**Problem description:**
Pull out every line in the data below that contains the word "currant", and copy each one in full.

**Input for this task:**
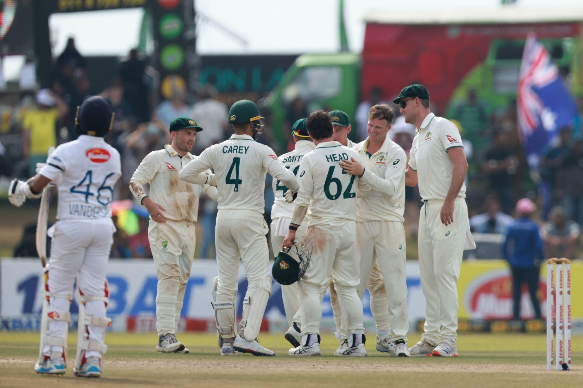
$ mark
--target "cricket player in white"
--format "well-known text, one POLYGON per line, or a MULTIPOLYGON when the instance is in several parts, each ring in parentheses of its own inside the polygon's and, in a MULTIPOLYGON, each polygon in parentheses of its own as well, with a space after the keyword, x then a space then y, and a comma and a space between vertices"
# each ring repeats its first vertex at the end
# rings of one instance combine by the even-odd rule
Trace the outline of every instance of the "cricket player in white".
MULTIPOLYGON (((196 158, 190 151, 196 133, 202 130, 192 119, 173 120, 170 126, 171 144, 150 152, 129 180, 129 190, 150 213, 148 239, 158 275, 156 328, 159 338, 156 349, 165 353, 189 351, 176 339, 176 331, 194 259, 194 223, 201 186, 180 180, 178 174, 196 158), (143 188, 146 183, 150 184, 149 196, 143 188)), ((202 189, 216 200, 216 187, 205 184, 202 189)))
POLYGON ((180 172, 180 179, 193 183, 210 183, 219 190, 215 228, 217 269, 213 281, 215 308, 221 355, 234 351, 255 355, 275 355, 257 340, 265 306, 271 293, 269 232, 263 218, 265 174, 296 191, 297 180, 273 151, 254 140, 263 126, 257 105, 241 100, 233 105, 229 122, 234 134, 212 145, 180 172), (213 168, 215 175, 205 173, 213 168), (243 319, 235 331, 235 297, 239 259, 243 261, 248 286, 243 301, 243 319))
POLYGON ((409 152, 405 183, 419 185, 423 201, 419 216, 419 271, 425 296, 425 325, 411 355, 456 357, 458 279, 469 234, 466 187, 468 162, 459 132, 451 122, 429 109, 422 85, 404 88, 393 101, 417 135, 409 152), (441 341, 440 337, 441 337, 441 341))
POLYGON ((101 376, 109 291, 106 273, 113 233, 113 187, 121 174, 120 154, 106 143, 113 123, 111 103, 93 96, 78 108, 76 140, 57 148, 38 173, 26 182, 15 179, 9 199, 20 207, 26 198, 39 198, 51 183, 58 188, 57 222, 49 229, 52 248, 45 268, 44 300, 41 312, 40 352, 34 371, 65 373, 67 333, 77 277, 79 316, 73 373, 82 377, 101 376))
MULTIPOLYGON (((313 250, 310 265, 299 281, 301 291, 301 343, 290 349, 290 355, 319 355, 322 296, 332 275, 340 307, 347 318, 348 346, 335 353, 340 356, 366 355, 362 302, 356 249, 357 188, 368 190, 355 175, 342 170, 342 159, 357 158, 358 153, 332 140, 329 115, 317 111, 307 118, 310 136, 316 149, 300 163, 300 191, 294 201, 289 231, 283 247, 290 247, 306 213, 306 237, 313 250)), ((360 193, 359 192, 359 195, 360 193)))
POLYGON ((349 173, 361 176, 361 180, 372 189, 368 197, 359 198, 356 236, 360 250, 359 297, 362 298, 365 289, 368 289, 377 325, 377 350, 408 357, 403 225, 407 158, 403 149, 387 136, 394 116, 387 105, 371 108, 368 137, 353 148, 359 152, 360 162, 346 161, 340 165, 349 173))
MULTIPOLYGON (((315 144, 308 134, 305 126, 305 119, 300 119, 292 128, 296 148, 291 152, 284 154, 278 159, 283 163, 286 169, 297 176, 300 169, 300 162, 304 155, 316 148, 315 144)), ((279 180, 273 180, 273 194, 275 200, 271 208, 271 246, 273 250, 273 256, 277 257, 282 249, 283 239, 287 234, 287 230, 292 220, 293 205, 286 201, 286 194, 289 190, 281 184, 279 180)), ((305 234, 307 222, 298 228, 298 236, 305 234)), ((283 308, 286 311, 287 322, 290 328, 286 332, 285 337, 294 347, 300 345, 301 340, 301 317, 300 316, 300 286, 297 282, 288 286, 282 285, 282 298, 283 300, 283 308)))

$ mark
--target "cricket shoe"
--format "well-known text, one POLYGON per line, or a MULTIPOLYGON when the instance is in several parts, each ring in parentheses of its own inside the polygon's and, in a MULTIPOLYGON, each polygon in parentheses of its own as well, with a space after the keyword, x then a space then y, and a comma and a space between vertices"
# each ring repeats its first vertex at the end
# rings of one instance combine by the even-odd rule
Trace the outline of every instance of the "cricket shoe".
POLYGON ((223 344, 223 346, 220 348, 220 355, 237 355, 237 352, 233 350, 233 345, 229 343, 228 342, 225 342, 223 344))
POLYGON ((354 345, 357 334, 349 334, 347 343, 344 347, 339 347, 334 352, 334 355, 339 355, 343 357, 364 357, 368 355, 366 354, 366 350, 364 348, 364 344, 366 343, 366 337, 364 334, 362 336, 362 342, 357 345, 354 345))
POLYGON ((184 345, 176 339, 176 336, 173 333, 167 333, 160 336, 156 350, 163 353, 178 353, 184 350, 184 345))
POLYGON ((34 372, 42 375, 64 375, 65 359, 58 357, 51 359, 48 356, 44 356, 44 361, 42 365, 38 362, 34 364, 34 372))
POLYGON ((409 348, 409 356, 411 357, 430 357, 431 353, 435 348, 435 346, 428 343, 424 338, 422 338, 414 346, 409 348))
POLYGON ((437 357, 457 357, 458 350, 455 342, 447 337, 443 337, 441 342, 437 344, 431 354, 437 357))
MULTIPOLYGON (((391 341, 390 335, 381 341, 380 336, 377 334, 376 339, 377 350, 383 353, 388 353, 394 357, 397 356, 396 349, 391 341)), ((348 341, 346 341, 346 344, 348 344, 348 341)))
POLYGON ((286 332, 285 337, 294 347, 297 347, 301 344, 301 330, 297 323, 293 322, 290 328, 286 332))
POLYGON ((300 339, 302 343, 287 352, 290 355, 322 355, 320 351, 320 335, 305 334, 300 339))
POLYGON ((86 358, 78 369, 73 368, 73 373, 77 377, 101 377, 101 359, 95 356, 86 358))
POLYGON ((398 357, 410 357, 411 354, 407 348, 407 343, 405 340, 399 339, 395 341, 395 346, 398 357))
POLYGON ((235 339, 233 348, 241 353, 251 353, 253 355, 275 355, 275 352, 261 346, 258 341, 247 341, 240 335, 235 339))

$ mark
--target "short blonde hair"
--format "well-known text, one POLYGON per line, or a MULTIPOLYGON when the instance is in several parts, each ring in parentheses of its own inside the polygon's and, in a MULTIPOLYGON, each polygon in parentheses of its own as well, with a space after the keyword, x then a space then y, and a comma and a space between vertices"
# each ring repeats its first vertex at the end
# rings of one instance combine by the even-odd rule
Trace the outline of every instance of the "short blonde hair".
POLYGON ((389 124, 392 123, 394 117, 395 117, 395 111, 393 111, 393 108, 389 108, 387 105, 381 104, 373 105, 368 111, 368 119, 386 120, 389 124))

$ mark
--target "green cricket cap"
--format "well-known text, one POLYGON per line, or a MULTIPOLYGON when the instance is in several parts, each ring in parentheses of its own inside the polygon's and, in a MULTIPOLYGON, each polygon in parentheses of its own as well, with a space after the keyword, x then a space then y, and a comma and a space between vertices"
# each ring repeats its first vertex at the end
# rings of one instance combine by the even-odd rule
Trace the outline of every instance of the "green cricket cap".
POLYGON ((247 123, 265 118, 259 114, 257 105, 248 99, 239 100, 229 110, 229 123, 247 123))
POLYGON ((329 113, 332 118, 332 123, 339 125, 341 127, 347 127, 350 124, 350 118, 345 112, 338 109, 335 109, 329 113))
POLYGON ((299 277, 300 263, 285 252, 280 251, 271 268, 271 275, 280 284, 293 284, 299 277))
POLYGON ((292 133, 300 137, 310 137, 308 127, 305 125, 305 119, 300 119, 294 123, 292 127, 292 133))
POLYGON ((401 92, 399 94, 399 97, 393 100, 394 104, 399 104, 401 98, 408 98, 409 97, 419 97, 429 101, 429 92, 423 85, 414 84, 403 88, 401 92))
POLYGON ((196 122, 183 116, 176 118, 170 123, 170 132, 185 128, 196 128, 197 132, 202 130, 202 127, 198 126, 196 122))

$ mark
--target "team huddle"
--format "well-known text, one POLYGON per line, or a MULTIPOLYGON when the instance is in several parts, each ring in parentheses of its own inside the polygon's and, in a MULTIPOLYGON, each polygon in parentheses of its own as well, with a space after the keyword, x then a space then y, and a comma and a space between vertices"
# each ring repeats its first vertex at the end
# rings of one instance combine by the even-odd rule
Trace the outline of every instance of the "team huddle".
MULTIPOLYGON (((271 293, 270 274, 282 284, 290 325, 285 335, 294 347, 290 355, 321 354, 321 302, 328 289, 340 342, 335 355, 367 355, 361 302, 366 289, 377 350, 396 357, 457 355, 456 284, 462 251, 473 245, 465 201, 467 162, 457 129, 430 112, 424 87, 408 86, 394 102, 417 129, 408 163, 403 149, 387 136, 394 112, 383 105, 370 108, 368 137, 357 144, 347 137, 345 113, 312 113, 293 125, 295 149, 279 157, 256 141, 263 118, 251 101, 233 105, 228 120, 233 135, 198 156, 190 151, 203 129, 193 119, 172 122, 171 144, 146 156, 129 183, 150 214, 148 236, 158 276, 157 351, 189 352, 176 331, 194 259, 202 189, 218 202, 218 276, 211 302, 222 355, 275 355, 257 340, 271 293), (263 217, 267 173, 273 177, 275 196, 273 268, 265 238, 270 228, 263 217), (405 188, 417 184, 426 322, 421 340, 409 348, 405 188), (240 259, 248 285, 237 324, 240 259)), ((106 273, 115 228, 109 205, 121 174, 119 154, 103 139, 113 121, 107 99, 86 99, 76 119, 79 138, 57 147, 46 163, 39 163, 34 177, 10 184, 9 198, 16 206, 38 198, 48 184, 58 187, 58 222, 49 230, 53 248, 45 269, 38 373, 65 373, 76 279, 79 340, 73 372, 101 375, 105 329, 111 322, 106 316, 106 273), (83 206, 92 211, 72 210, 83 206)))

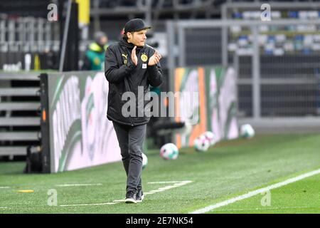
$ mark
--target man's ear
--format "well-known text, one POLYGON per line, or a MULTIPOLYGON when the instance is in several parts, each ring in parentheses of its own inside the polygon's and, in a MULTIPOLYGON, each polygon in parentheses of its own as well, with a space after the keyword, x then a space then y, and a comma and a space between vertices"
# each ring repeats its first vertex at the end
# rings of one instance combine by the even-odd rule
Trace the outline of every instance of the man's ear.
POLYGON ((132 34, 130 33, 130 32, 127 32, 127 37, 128 38, 132 38, 132 34))

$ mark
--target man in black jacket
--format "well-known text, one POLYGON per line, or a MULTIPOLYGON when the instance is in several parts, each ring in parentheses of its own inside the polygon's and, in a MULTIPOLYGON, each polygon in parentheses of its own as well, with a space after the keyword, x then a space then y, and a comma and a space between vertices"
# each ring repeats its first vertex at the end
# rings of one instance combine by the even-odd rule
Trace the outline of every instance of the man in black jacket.
POLYGON ((121 149, 127 176, 127 203, 142 202, 144 198, 142 153, 150 119, 144 112, 148 103, 144 98, 149 86, 159 86, 163 81, 159 63, 161 56, 145 43, 146 33, 150 28, 140 19, 129 21, 122 40, 110 45, 105 52, 105 75, 109 82, 107 117, 113 123, 121 149), (138 93, 142 90, 143 94, 138 93), (136 98, 134 110, 130 110, 129 116, 124 113, 127 110, 124 106, 127 100, 122 95, 127 92, 136 98))

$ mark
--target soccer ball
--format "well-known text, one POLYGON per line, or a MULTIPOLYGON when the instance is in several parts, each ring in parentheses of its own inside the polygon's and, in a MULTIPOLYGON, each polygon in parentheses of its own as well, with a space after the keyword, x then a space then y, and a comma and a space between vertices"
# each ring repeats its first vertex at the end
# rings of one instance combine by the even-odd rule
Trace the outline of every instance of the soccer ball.
POLYGON ((142 153, 142 170, 144 170, 148 165, 148 157, 142 153))
POLYGON ((174 143, 166 143, 160 149, 160 156, 165 160, 175 160, 178 154, 179 150, 174 143))
POLYGON ((193 141, 193 147, 197 151, 207 151, 210 147, 210 141, 204 135, 200 135, 193 141))
POLYGON ((210 145, 213 145, 215 144, 216 138, 215 134, 213 132, 206 131, 203 134, 203 135, 204 135, 206 138, 209 140, 210 145))
POLYGON ((250 124, 244 124, 240 128, 240 135, 245 138, 255 136, 255 130, 250 124))

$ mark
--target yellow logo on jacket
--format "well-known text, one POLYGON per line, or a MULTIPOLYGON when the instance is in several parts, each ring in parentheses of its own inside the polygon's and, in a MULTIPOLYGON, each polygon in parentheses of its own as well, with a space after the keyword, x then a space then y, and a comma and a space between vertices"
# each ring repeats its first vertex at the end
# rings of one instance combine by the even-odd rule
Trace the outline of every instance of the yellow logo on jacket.
POLYGON ((144 53, 141 56, 141 60, 144 62, 146 62, 146 61, 148 60, 148 56, 144 53))

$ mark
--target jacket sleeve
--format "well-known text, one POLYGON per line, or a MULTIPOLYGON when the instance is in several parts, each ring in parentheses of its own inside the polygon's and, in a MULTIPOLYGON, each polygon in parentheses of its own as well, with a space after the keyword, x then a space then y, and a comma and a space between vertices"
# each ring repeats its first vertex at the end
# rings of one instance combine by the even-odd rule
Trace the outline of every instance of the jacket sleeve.
POLYGON ((111 47, 109 46, 105 51, 105 76, 110 83, 118 83, 129 75, 130 72, 136 68, 130 57, 127 64, 119 66, 117 56, 111 47))
POLYGON ((154 66, 148 66, 149 83, 154 87, 159 86, 163 81, 162 71, 160 63, 154 66))

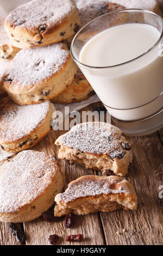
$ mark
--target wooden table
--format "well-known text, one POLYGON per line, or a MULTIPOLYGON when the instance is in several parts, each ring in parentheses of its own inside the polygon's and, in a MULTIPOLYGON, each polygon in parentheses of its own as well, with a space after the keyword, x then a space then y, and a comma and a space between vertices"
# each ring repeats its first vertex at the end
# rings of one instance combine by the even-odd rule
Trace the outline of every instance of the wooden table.
MULTIPOLYGON (((163 0, 158 0, 163 11, 163 0)), ((93 111, 100 102, 82 110, 93 111)), ((33 149, 52 154, 57 158, 59 148, 55 139, 64 132, 53 131, 33 149)), ((49 245, 49 235, 61 236, 59 245, 71 245, 65 239, 70 234, 83 234, 80 245, 163 245, 163 199, 159 198, 163 185, 163 129, 148 136, 128 137, 133 145, 133 166, 126 179, 135 186, 139 199, 136 211, 122 210, 110 213, 99 212, 75 216, 74 225, 67 229, 64 220, 55 223, 42 221, 41 217, 20 224, 27 236, 26 245, 49 245)), ((59 160, 64 180, 64 189, 72 180, 87 174, 101 175, 99 172, 68 166, 59 160)), ((79 243, 73 243, 73 245, 79 243)), ((8 224, 0 223, 0 245, 19 245, 11 234, 8 224)))
MULTIPOLYGON (((98 102, 82 110, 93 111, 95 107, 100 106, 102 103, 98 102)), ((54 143, 64 132, 53 131, 33 149, 57 158, 59 147, 54 143)), ((77 234, 84 236, 80 245, 163 245, 163 199, 158 197, 159 187, 163 185, 163 129, 148 136, 128 139, 133 145, 134 162, 126 178, 135 187, 139 202, 137 210, 76 216, 73 227, 68 229, 65 227, 64 218, 47 223, 40 217, 20 224, 27 236, 27 245, 49 245, 48 237, 54 234, 61 237, 59 245, 71 245, 65 242, 66 236, 77 234)), ((58 162, 64 189, 80 176, 102 175, 100 172, 77 165, 67 165, 63 160, 58 162)), ((3 223, 0 223, 0 245, 18 245, 8 224, 3 223)))

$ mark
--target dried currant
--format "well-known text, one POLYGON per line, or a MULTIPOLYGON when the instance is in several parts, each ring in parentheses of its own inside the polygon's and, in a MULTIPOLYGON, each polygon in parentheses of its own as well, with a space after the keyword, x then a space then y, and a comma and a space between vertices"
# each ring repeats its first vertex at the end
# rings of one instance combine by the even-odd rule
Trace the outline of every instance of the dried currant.
POLYGON ((61 35, 62 36, 63 36, 64 35, 65 35, 65 33, 66 33, 66 32, 61 32, 60 34, 60 35, 61 35))
POLYGON ((43 33, 47 28, 47 25, 41 25, 39 27, 39 31, 40 33, 43 33))
POLYGON ((52 245, 57 245, 57 243, 59 239, 59 236, 58 235, 51 235, 49 237, 49 241, 52 245))
POLYGON ((131 149, 131 148, 129 144, 127 142, 122 142, 122 148, 125 150, 128 150, 128 151, 130 150, 130 149, 131 149))
POLYGON ((81 242, 83 239, 83 235, 70 235, 67 237, 66 241, 67 242, 81 242))
POLYGON ((111 170, 106 170, 105 171, 106 176, 110 176, 110 175, 112 175, 113 173, 114 173, 114 172, 111 170))
POLYGON ((73 214, 68 214, 65 217, 65 227, 67 228, 71 228, 73 225, 73 214))
POLYGON ((18 242, 23 243, 26 242, 26 237, 25 234, 18 228, 15 223, 11 222, 9 224, 9 227, 11 229, 11 233, 15 236, 18 242))
POLYGON ((44 220, 47 222, 53 222, 56 220, 54 215, 54 208, 49 208, 47 211, 43 212, 42 215, 44 220))
POLYGON ((77 23, 76 23, 74 26, 73 31, 75 33, 77 33, 78 31, 79 28, 80 28, 80 26, 79 25, 78 25, 78 24, 77 23))
POLYGON ((66 162, 68 165, 70 164, 70 161, 68 159, 66 160, 66 162))
POLYGON ((118 159, 122 159, 125 154, 126 153, 123 152, 122 150, 117 150, 110 153, 109 156, 111 160, 114 161, 116 158, 118 159))

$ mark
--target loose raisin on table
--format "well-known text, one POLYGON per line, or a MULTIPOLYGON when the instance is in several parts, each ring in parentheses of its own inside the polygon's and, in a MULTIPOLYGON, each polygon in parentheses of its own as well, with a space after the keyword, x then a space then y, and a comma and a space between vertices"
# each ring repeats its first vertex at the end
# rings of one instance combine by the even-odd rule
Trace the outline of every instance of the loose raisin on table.
POLYGON ((118 159, 122 159, 125 155, 125 152, 123 152, 123 151, 121 150, 117 150, 110 153, 109 156, 111 160, 114 161, 116 158, 118 159))
POLYGON ((65 217, 65 227, 67 228, 70 228, 72 226, 73 222, 73 214, 68 214, 65 217))
POLYGON ((51 235, 49 237, 49 241, 51 245, 57 245, 57 242, 58 242, 59 239, 59 236, 58 235, 51 235))
POLYGON ((61 35, 62 36, 63 36, 64 35, 65 35, 65 34, 66 32, 61 32, 60 33, 60 35, 61 35))
POLYGON ((81 242, 83 240, 83 235, 70 235, 67 237, 66 241, 67 242, 81 242))
POLYGON ((26 237, 25 234, 18 228, 15 223, 11 222, 9 224, 9 227, 11 229, 11 233, 15 236, 18 242, 23 243, 26 242, 26 237))
POLYGON ((78 31, 79 28, 80 28, 80 26, 78 25, 77 23, 76 23, 74 26, 74 29, 73 29, 74 32, 75 33, 77 33, 78 31))
POLYGON ((42 214, 44 220, 47 222, 53 222, 56 220, 54 215, 54 208, 49 208, 47 211, 42 214))
POLYGON ((129 144, 127 142, 122 142, 122 148, 125 150, 130 150, 131 149, 131 147, 130 146, 129 144))

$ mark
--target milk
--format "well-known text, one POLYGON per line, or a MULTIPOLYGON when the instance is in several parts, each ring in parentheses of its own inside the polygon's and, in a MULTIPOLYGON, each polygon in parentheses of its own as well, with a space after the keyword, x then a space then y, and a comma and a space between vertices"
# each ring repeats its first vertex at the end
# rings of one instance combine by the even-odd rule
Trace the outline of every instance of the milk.
POLYGON ((161 42, 149 51, 160 37, 159 31, 150 25, 124 24, 99 33, 82 49, 82 63, 103 68, 79 66, 113 117, 143 119, 162 107, 163 95, 158 97, 163 90, 161 42))

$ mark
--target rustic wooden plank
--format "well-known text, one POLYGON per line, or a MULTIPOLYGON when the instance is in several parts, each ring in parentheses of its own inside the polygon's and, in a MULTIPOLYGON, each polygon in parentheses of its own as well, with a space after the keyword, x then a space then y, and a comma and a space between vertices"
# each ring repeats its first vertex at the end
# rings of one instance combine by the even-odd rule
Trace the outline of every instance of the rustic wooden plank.
POLYGON ((130 137, 134 155, 126 178, 135 186, 139 208, 136 211, 101 213, 108 245, 162 245, 163 147, 158 133, 130 137))
MULTIPOLYGON (((93 111, 95 106, 103 105, 101 103, 93 104, 83 110, 93 111)), ((33 149, 57 156, 59 147, 54 146, 54 142, 65 132, 53 131, 33 149)), ((65 242, 67 235, 79 233, 84 235, 84 241, 80 243, 84 245, 103 245, 105 239, 108 245, 162 244, 162 199, 158 198, 159 187, 163 185, 163 147, 160 141, 162 129, 159 134, 160 138, 156 132, 143 137, 128 138, 133 144, 134 159, 133 166, 126 178, 135 186, 137 192, 139 200, 137 210, 76 216, 74 225, 70 229, 65 229, 64 218, 58 222, 48 223, 39 218, 24 223, 27 244, 48 245, 49 235, 55 233, 61 237, 60 245, 70 244, 65 242)), ((64 190, 66 185, 79 176, 97 173, 76 165, 68 166, 62 160, 59 160, 59 164, 64 179, 64 190)), ((98 173, 102 175, 100 172, 98 173)), ((18 244, 8 225, 4 223, 1 225, 2 245, 18 244)))
MULTIPOLYGON (((21 224, 18 225, 21 228, 21 224)), ((8 223, 0 222, 0 245, 20 245, 12 235, 8 223)))
POLYGON ((163 128, 158 131, 159 136, 162 145, 163 145, 163 128))
MULTIPOLYGON (((59 147, 54 146, 55 140, 65 132, 53 131, 34 148, 38 151, 43 151, 57 156, 59 147)), ((59 164, 61 173, 64 180, 64 190, 72 180, 80 176, 93 174, 91 170, 86 170, 77 165, 70 166, 65 161, 59 160, 59 164)), ((24 229, 27 237, 27 245, 49 245, 49 235, 56 234, 61 238, 60 245, 70 245, 65 242, 65 237, 70 234, 83 234, 85 237, 81 245, 104 245, 103 229, 101 227, 98 214, 86 216, 75 216, 74 225, 71 229, 66 229, 64 218, 55 223, 47 223, 41 218, 37 220, 24 223, 24 229), (98 234, 98 235, 97 235, 98 234)), ((73 243, 77 244, 77 243, 73 243)))

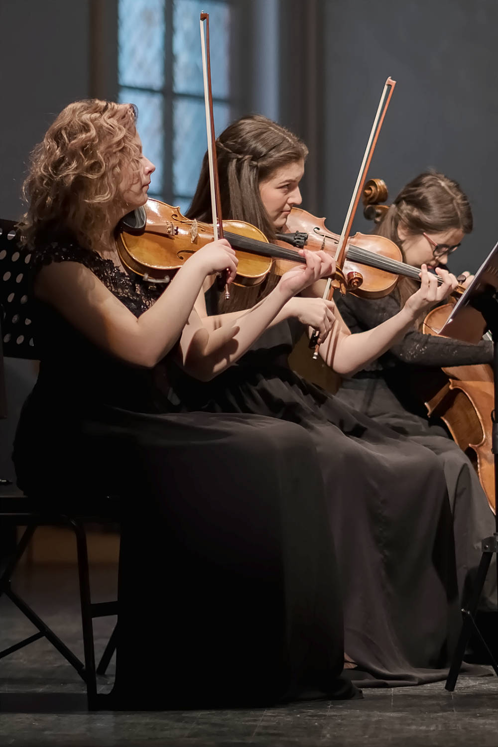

**Result for this exercise:**
--target dried currant
Trace the outline of every instance of the dried currant.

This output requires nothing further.